[REQUIRED WORK]
Count the lines in the data below that contain the string "background", treating uppercase and lowercase as different, and reply with the number alone.

[RECORDED INFORMATION]

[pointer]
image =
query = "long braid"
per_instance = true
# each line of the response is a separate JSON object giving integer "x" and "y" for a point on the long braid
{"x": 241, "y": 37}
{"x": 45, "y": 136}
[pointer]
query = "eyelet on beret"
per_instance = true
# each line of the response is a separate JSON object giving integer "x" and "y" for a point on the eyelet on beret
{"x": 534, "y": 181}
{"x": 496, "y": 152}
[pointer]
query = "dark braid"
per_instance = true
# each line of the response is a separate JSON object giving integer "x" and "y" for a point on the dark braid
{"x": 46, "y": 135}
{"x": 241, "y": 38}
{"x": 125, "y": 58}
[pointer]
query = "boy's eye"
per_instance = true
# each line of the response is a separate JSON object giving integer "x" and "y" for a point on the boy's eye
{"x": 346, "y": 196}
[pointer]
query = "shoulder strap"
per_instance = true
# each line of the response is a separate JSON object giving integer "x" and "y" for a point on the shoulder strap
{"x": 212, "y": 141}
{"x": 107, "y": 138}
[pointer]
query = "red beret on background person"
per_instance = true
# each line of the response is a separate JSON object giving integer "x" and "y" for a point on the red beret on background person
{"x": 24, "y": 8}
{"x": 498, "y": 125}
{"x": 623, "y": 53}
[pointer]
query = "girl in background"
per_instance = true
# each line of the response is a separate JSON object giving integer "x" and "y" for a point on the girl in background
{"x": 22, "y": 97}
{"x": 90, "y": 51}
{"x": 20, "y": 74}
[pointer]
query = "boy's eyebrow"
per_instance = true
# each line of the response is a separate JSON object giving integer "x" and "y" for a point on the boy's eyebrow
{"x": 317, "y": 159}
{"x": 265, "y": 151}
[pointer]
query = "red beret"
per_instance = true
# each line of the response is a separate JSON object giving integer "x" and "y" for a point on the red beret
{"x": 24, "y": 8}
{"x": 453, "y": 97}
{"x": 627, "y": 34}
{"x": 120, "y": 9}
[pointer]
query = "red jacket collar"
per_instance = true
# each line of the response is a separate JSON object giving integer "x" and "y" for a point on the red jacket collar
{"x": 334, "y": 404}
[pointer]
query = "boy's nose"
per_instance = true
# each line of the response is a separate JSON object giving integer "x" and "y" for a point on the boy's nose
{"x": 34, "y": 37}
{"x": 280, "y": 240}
==
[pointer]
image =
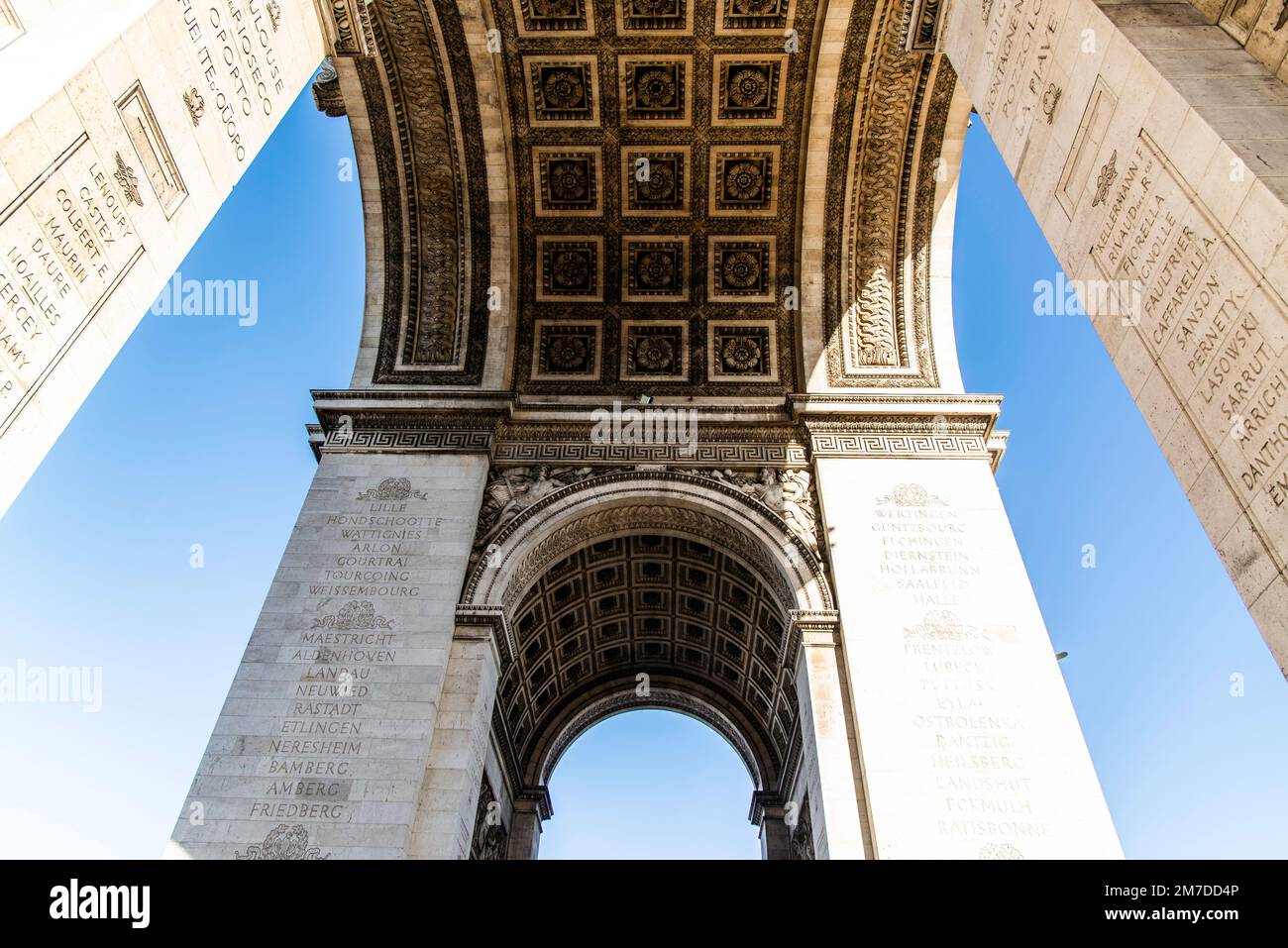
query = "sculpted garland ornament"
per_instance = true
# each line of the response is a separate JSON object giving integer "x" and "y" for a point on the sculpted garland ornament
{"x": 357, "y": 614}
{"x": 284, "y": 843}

[RESULT OF THE EXERCISE]
4